◆ **TASK REQUIREMENTS**: Locate the line that contains "Pick out a point on every instance of the soccer ball.". Print it and every subsequent line through the final line of the records, exactly and only those.

START INFORMATION PROVIDED

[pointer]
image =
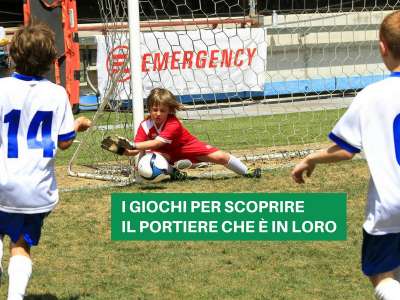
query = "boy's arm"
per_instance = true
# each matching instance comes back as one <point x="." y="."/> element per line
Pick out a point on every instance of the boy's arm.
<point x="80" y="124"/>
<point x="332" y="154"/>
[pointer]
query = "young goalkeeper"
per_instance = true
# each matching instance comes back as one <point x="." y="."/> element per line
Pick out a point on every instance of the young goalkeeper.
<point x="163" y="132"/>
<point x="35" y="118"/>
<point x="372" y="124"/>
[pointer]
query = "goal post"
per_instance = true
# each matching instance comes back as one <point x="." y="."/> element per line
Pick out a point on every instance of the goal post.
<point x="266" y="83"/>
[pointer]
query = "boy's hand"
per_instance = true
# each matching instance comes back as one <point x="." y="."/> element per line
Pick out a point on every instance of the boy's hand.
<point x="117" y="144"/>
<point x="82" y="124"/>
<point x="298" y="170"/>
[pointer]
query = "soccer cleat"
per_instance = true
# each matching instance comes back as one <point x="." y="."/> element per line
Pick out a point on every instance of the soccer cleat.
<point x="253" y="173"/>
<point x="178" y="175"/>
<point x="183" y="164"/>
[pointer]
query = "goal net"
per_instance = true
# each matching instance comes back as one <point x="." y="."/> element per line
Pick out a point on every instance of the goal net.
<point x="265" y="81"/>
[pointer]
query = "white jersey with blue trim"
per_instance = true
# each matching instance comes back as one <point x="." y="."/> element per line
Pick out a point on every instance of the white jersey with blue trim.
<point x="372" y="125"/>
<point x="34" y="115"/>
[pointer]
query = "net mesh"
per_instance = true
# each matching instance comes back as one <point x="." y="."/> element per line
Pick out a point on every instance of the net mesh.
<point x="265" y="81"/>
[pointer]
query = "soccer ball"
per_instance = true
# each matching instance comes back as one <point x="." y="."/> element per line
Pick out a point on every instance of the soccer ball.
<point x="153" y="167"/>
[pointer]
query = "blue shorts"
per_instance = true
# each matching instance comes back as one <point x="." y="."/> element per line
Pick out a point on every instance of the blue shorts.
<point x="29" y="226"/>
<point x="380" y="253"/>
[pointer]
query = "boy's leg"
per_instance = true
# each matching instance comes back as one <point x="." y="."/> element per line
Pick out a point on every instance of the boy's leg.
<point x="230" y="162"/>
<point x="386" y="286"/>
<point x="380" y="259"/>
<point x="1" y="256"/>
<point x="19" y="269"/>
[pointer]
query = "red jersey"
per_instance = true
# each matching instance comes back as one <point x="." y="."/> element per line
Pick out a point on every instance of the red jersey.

END INFORMATION PROVIDED

◆ **TASK RESULT**:
Pick out a point on every instance of the soccer ball.
<point x="153" y="167"/>
[pointer]
query = "blue shorts"
per_instance = true
# each matching instance comes back as one <point x="." y="."/> element per line
Pick out a point on every instance of the blue shorts.
<point x="29" y="226"/>
<point x="380" y="253"/>
[pointer]
query = "boy's leg"
per_instance = true
# each matching instance comes back as one <point x="." y="."/> element per line
Pick out a point on every instance of the boy's leg.
<point x="230" y="162"/>
<point x="386" y="286"/>
<point x="380" y="259"/>
<point x="1" y="256"/>
<point x="19" y="269"/>
[pointer]
query = "red jersey"
per_instance = true
# each matching instance comes back as one <point x="." y="."/> element per line
Pick out a point on every instance of the red jersey.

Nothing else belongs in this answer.